_Stated exercise_. Beginning at the line with "the hand in the photo above.", output each line to the end of the listing below exactly, please.

————————

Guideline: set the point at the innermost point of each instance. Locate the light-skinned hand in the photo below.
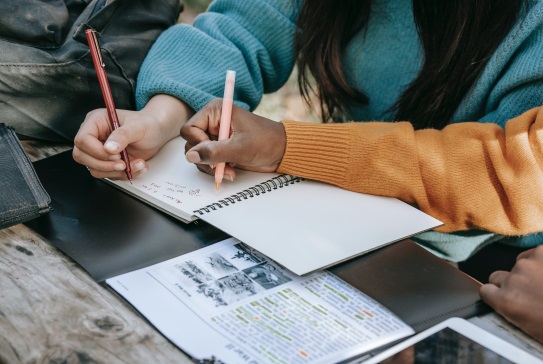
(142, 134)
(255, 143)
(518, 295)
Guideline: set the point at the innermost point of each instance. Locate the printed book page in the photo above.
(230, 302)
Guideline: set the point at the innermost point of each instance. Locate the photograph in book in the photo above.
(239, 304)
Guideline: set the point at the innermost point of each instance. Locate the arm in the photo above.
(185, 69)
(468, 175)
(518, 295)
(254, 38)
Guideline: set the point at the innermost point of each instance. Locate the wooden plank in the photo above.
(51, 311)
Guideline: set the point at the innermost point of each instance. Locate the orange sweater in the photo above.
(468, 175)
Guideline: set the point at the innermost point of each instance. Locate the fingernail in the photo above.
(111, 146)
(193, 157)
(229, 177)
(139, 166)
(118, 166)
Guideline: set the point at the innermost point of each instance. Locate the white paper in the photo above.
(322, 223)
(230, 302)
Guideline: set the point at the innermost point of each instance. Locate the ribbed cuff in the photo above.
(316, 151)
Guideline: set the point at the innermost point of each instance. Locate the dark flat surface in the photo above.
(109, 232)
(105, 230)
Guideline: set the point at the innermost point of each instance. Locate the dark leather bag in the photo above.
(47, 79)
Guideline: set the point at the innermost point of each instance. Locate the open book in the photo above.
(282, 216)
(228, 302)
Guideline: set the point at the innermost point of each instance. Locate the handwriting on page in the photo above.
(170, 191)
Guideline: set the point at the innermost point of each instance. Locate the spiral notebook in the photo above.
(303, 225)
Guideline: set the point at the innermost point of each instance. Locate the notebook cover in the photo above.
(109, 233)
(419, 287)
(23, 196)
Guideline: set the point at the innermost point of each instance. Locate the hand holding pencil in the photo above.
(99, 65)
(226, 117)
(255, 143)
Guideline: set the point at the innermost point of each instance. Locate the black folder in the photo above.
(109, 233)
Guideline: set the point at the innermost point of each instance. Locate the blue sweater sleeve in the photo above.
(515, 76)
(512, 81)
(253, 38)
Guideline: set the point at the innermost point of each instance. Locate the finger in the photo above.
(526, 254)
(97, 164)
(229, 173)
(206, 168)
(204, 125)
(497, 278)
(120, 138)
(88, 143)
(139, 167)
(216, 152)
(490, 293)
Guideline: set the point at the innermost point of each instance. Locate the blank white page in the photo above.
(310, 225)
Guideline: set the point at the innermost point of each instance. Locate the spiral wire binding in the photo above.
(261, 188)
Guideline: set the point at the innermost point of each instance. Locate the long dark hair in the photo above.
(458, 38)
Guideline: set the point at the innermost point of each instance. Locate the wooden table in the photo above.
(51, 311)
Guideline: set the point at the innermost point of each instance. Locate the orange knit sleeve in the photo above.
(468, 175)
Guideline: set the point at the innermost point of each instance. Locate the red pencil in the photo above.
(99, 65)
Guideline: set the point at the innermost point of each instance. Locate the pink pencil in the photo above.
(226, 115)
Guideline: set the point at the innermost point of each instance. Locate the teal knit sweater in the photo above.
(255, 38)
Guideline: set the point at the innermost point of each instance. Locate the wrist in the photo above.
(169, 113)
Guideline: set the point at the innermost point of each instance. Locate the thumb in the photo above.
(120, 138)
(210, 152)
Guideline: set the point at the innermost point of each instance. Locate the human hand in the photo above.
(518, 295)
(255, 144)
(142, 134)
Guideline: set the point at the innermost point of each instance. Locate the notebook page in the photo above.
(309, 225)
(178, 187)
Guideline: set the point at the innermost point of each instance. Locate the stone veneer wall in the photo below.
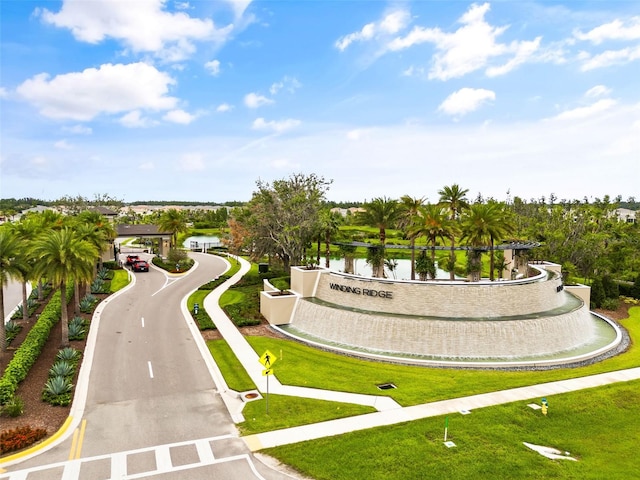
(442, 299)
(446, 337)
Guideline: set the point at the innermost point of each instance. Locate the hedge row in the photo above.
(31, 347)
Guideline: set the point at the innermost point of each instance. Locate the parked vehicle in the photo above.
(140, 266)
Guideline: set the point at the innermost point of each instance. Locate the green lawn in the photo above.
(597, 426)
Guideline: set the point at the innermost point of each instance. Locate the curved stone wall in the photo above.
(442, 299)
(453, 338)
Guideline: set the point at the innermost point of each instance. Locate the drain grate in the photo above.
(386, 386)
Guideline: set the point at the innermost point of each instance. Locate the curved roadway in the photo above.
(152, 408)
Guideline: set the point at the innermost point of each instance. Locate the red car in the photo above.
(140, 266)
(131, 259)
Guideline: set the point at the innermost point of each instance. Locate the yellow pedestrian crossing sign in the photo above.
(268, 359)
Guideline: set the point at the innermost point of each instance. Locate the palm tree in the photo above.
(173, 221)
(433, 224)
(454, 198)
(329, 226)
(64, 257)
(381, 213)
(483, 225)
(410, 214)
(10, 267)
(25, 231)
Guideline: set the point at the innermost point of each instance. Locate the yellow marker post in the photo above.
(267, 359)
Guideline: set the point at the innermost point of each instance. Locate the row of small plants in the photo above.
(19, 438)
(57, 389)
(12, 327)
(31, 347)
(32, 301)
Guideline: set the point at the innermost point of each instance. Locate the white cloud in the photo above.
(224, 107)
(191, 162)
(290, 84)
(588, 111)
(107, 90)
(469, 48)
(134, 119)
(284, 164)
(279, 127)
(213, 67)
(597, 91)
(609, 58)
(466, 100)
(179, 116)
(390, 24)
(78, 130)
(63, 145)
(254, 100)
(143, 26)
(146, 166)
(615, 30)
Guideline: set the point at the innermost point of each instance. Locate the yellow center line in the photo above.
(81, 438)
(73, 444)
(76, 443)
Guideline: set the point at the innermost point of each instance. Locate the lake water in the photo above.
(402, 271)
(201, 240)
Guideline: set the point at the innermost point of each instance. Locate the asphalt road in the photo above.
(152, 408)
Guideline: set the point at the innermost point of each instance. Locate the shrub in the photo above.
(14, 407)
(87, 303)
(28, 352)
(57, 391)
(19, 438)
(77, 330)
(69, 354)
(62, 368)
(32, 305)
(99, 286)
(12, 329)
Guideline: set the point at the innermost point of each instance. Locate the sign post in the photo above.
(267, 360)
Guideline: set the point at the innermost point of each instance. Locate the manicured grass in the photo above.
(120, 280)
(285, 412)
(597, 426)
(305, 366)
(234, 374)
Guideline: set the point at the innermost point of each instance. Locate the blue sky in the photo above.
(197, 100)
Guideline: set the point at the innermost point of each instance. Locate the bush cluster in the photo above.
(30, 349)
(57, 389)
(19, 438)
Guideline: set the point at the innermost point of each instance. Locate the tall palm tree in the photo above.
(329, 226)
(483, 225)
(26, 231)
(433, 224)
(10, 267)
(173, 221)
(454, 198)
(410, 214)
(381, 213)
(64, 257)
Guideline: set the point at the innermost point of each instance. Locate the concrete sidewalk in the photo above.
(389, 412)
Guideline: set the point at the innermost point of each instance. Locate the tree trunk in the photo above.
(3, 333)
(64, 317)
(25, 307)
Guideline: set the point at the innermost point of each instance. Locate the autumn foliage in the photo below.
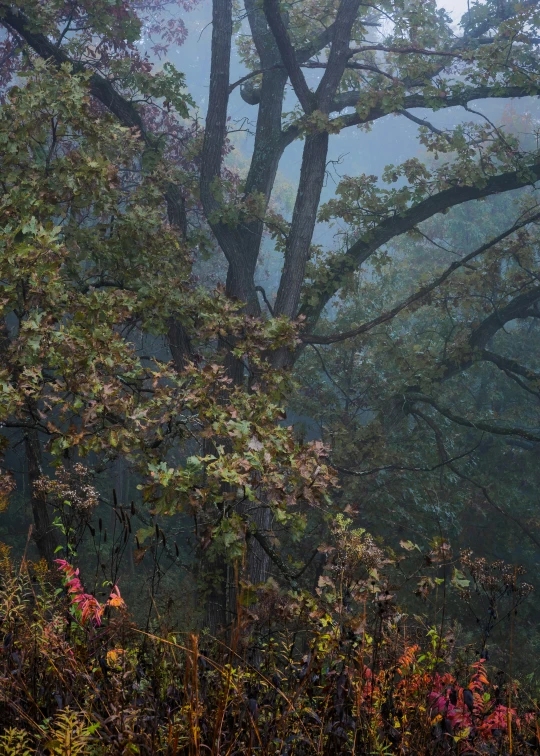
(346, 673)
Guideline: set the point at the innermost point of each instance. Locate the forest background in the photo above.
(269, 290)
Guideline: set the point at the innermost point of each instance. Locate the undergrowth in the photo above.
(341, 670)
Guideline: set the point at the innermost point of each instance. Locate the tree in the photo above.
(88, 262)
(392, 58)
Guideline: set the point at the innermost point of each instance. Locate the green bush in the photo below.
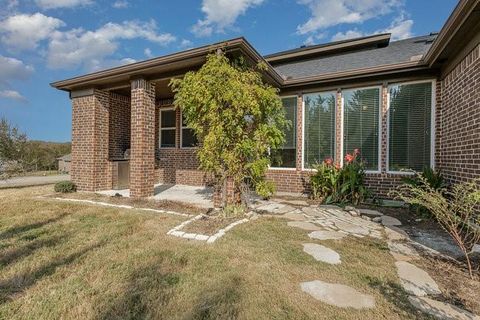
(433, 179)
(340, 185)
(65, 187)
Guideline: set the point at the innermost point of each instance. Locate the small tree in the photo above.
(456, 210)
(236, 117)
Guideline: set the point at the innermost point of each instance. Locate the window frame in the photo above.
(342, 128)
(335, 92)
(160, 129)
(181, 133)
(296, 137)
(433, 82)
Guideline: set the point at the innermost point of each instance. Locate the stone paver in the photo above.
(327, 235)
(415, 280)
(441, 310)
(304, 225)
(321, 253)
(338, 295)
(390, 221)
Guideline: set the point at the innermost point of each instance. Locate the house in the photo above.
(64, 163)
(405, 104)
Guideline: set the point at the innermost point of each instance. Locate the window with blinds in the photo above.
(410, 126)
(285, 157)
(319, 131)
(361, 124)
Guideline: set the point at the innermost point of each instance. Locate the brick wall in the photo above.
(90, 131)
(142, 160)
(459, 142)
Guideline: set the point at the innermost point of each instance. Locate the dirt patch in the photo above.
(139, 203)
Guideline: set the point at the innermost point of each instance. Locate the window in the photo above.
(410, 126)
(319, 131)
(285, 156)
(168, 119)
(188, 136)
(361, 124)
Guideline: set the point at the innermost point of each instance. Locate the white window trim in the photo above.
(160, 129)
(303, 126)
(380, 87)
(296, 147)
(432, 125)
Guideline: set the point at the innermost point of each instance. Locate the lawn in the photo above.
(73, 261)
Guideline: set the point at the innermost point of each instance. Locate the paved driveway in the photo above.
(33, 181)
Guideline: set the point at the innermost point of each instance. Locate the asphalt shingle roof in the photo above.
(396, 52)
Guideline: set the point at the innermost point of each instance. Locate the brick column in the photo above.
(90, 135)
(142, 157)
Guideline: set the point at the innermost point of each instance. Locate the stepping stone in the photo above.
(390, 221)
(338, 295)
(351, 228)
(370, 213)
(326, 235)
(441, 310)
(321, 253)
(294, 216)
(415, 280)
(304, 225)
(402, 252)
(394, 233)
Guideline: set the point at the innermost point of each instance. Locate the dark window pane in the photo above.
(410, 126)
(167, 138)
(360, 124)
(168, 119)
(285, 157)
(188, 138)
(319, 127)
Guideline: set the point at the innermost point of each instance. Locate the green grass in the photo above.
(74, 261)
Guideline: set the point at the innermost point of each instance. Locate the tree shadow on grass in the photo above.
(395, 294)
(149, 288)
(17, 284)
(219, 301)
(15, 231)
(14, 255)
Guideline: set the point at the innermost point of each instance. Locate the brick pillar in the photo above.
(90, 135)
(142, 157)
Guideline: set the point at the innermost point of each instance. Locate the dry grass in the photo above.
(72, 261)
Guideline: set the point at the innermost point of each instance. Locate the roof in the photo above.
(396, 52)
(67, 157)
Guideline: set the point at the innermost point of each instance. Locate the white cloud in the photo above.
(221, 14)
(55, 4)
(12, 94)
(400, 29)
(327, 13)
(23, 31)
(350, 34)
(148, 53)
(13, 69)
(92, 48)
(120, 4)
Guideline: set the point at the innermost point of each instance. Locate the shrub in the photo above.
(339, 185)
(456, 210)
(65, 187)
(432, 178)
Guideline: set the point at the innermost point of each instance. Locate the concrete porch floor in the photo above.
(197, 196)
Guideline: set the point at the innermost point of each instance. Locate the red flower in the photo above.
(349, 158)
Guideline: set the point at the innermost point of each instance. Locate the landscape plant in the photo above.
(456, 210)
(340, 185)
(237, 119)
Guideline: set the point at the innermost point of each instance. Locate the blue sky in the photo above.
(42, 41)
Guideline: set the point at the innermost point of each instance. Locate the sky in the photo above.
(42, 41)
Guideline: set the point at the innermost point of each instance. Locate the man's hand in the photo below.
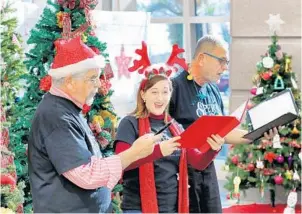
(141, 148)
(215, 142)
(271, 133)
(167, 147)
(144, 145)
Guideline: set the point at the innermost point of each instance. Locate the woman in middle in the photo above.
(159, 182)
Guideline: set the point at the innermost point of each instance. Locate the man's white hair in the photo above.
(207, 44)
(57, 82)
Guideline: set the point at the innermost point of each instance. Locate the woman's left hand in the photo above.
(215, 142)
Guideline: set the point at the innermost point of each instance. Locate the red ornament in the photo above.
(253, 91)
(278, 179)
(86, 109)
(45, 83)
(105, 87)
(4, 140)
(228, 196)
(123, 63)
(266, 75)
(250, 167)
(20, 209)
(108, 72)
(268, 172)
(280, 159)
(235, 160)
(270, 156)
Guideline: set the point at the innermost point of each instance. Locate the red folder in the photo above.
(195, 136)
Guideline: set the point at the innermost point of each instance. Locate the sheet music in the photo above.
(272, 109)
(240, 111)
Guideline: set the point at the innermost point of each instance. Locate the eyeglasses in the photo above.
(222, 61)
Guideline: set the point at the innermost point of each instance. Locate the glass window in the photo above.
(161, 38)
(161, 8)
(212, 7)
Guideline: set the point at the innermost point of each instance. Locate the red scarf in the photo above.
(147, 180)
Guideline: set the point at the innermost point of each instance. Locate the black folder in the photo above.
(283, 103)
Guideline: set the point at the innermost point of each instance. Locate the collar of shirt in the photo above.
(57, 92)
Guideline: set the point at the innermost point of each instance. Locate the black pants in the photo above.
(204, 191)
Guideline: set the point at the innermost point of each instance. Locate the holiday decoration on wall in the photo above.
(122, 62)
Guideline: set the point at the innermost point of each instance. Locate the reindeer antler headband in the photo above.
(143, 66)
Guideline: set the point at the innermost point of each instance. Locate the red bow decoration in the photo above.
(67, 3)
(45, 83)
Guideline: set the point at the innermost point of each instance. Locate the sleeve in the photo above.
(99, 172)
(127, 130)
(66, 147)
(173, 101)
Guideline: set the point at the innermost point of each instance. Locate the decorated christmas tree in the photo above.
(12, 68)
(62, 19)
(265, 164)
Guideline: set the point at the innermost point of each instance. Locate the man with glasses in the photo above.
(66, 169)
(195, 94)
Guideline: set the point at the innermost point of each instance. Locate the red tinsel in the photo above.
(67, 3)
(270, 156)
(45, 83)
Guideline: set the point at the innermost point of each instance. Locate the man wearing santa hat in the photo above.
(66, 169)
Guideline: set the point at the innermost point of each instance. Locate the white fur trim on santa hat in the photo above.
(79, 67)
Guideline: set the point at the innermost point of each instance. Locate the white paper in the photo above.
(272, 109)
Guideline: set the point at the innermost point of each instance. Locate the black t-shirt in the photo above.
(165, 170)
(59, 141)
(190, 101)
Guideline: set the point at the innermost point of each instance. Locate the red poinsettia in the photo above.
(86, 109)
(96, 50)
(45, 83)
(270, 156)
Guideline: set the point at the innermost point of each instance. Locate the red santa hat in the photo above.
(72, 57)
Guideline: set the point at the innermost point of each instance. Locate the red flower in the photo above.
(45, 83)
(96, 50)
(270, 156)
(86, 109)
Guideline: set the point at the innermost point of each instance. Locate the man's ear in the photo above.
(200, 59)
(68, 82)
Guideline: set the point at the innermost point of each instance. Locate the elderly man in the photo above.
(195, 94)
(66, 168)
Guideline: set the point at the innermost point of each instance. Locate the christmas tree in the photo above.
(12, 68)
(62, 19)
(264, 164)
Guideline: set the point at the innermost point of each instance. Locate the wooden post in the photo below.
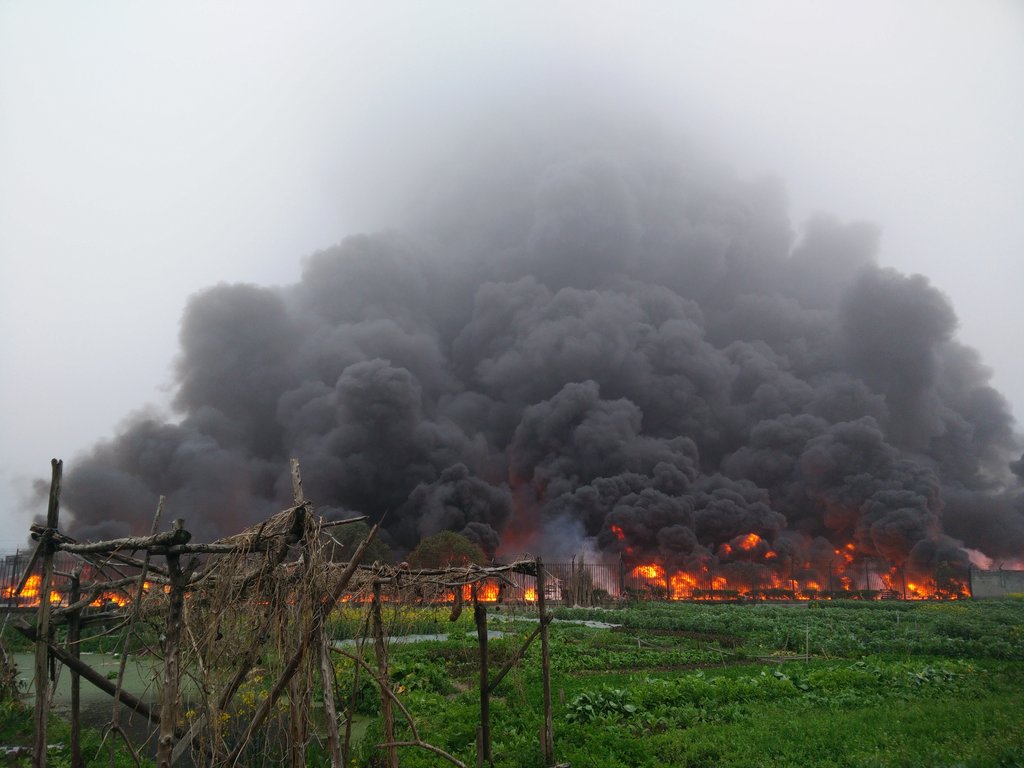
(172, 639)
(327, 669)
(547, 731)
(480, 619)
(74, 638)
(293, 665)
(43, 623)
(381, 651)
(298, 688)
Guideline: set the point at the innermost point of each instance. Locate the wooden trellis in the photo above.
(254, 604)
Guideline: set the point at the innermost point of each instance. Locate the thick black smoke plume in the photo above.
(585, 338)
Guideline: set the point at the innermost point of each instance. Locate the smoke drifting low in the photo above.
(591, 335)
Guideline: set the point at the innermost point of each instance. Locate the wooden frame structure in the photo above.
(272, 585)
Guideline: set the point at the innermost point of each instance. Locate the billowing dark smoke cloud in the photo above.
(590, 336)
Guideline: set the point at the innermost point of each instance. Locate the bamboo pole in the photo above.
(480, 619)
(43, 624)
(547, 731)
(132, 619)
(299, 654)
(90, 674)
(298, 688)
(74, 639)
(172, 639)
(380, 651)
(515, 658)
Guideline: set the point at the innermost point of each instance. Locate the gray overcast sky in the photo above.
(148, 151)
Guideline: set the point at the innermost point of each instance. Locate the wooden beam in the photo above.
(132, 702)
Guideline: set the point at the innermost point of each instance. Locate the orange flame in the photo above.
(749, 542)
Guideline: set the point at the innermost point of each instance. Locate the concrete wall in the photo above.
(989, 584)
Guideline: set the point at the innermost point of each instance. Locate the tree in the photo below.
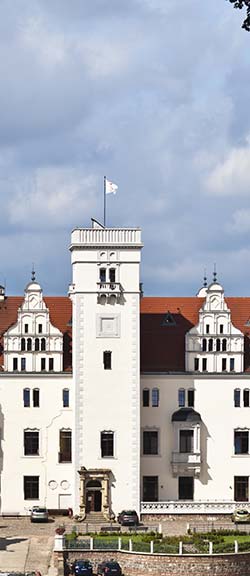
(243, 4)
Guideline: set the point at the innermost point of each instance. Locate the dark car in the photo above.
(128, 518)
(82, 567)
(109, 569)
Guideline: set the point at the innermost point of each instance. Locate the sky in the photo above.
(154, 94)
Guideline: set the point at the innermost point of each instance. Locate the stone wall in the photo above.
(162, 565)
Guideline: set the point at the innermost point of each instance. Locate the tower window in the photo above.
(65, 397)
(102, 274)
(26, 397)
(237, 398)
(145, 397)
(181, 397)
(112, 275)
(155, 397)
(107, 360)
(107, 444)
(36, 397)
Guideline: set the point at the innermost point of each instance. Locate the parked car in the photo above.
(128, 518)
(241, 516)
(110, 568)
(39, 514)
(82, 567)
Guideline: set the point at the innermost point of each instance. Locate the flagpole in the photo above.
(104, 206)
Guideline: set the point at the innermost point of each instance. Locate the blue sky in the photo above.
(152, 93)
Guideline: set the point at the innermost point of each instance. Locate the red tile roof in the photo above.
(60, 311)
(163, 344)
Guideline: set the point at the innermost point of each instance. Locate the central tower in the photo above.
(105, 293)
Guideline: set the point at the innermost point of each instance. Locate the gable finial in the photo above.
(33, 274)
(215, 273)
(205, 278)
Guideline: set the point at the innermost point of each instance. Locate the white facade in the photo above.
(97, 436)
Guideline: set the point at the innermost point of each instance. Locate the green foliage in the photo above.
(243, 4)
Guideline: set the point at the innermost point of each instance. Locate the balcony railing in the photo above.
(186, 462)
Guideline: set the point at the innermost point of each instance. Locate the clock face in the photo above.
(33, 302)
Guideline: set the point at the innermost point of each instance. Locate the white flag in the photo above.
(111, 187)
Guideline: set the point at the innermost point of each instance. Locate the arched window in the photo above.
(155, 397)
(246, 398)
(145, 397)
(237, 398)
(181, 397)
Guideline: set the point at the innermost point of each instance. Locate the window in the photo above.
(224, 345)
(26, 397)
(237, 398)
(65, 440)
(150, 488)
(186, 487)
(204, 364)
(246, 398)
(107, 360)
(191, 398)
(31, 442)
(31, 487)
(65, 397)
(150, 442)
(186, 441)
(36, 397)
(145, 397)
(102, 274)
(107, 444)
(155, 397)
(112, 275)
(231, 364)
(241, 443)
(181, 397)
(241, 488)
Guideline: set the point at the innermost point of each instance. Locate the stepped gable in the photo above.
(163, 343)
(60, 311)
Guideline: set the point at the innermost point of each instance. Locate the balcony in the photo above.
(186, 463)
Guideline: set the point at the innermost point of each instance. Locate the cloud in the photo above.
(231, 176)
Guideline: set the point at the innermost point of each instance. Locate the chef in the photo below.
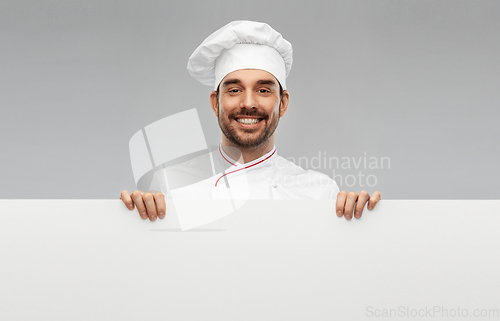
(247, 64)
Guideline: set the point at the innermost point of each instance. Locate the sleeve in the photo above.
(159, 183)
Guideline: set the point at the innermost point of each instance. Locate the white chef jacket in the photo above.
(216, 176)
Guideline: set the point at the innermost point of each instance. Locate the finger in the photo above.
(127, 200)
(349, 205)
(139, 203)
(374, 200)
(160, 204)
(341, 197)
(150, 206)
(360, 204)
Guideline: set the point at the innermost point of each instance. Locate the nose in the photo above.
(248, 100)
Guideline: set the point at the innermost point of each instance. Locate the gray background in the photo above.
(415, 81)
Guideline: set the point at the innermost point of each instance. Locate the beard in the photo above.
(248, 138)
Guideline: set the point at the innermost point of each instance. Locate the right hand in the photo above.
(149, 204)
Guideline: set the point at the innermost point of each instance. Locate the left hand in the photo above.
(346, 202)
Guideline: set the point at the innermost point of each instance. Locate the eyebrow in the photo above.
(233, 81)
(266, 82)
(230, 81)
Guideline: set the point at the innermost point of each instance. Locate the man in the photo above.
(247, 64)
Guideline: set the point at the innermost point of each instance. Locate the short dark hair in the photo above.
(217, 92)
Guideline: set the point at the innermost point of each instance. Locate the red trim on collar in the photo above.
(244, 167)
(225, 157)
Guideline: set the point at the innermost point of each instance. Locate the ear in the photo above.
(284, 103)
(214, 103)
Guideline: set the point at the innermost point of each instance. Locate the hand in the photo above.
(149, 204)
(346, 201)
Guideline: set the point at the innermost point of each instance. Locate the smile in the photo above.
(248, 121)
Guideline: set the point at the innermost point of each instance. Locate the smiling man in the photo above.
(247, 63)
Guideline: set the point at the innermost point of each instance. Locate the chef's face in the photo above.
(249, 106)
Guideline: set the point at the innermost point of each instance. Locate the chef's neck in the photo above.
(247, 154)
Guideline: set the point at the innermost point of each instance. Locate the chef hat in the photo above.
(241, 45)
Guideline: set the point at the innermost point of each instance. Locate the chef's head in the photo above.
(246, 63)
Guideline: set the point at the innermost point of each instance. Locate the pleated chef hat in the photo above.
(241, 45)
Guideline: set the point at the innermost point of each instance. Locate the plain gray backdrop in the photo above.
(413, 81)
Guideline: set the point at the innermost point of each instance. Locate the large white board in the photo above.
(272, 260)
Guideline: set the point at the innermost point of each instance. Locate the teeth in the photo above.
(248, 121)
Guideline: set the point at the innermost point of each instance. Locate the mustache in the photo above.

————————

_Answer in full_.
Guideline: set the point at the innermost point of each instance. Locate the hand in the photo above.
(149, 204)
(346, 201)
Guideline: set the point at the innermost point of each instance. Locate the smile in the photo above.
(248, 121)
Guideline: set the point at the innermost point of each instance. Locate the smiling man in the photo above.
(247, 63)
Guideline: set the point at the innermost point of each instance. Locate the chef's face in the photo above.
(249, 106)
Guideline: set the point at the innermost point of each instance. Locate the chef's neck in the photo above.
(247, 154)
Guideline: set the point at the innermost point of each instance. Locate the chef hat in the photo above.
(241, 45)
Guideline: set the point at the innermost point of each instance. Locate the chef's head in the photo above.
(246, 63)
Guideline: set the point at the innermost point of each instance. Locate the pleated chef hat in the photo above.
(241, 45)
Guideline: set the point at the innermost point of each instance. Locate the plain gray backdrop in the photo above.
(413, 81)
Guideline: set the point at the innermost point of each instance. Locate the large white board in the photo above.
(272, 260)
Guideline: set the point at the innermost point of each instance. Locate the teeth in the photo above.
(248, 121)
Guideline: set the point at the innermost point of each instance. Locate the mustache in the photo above.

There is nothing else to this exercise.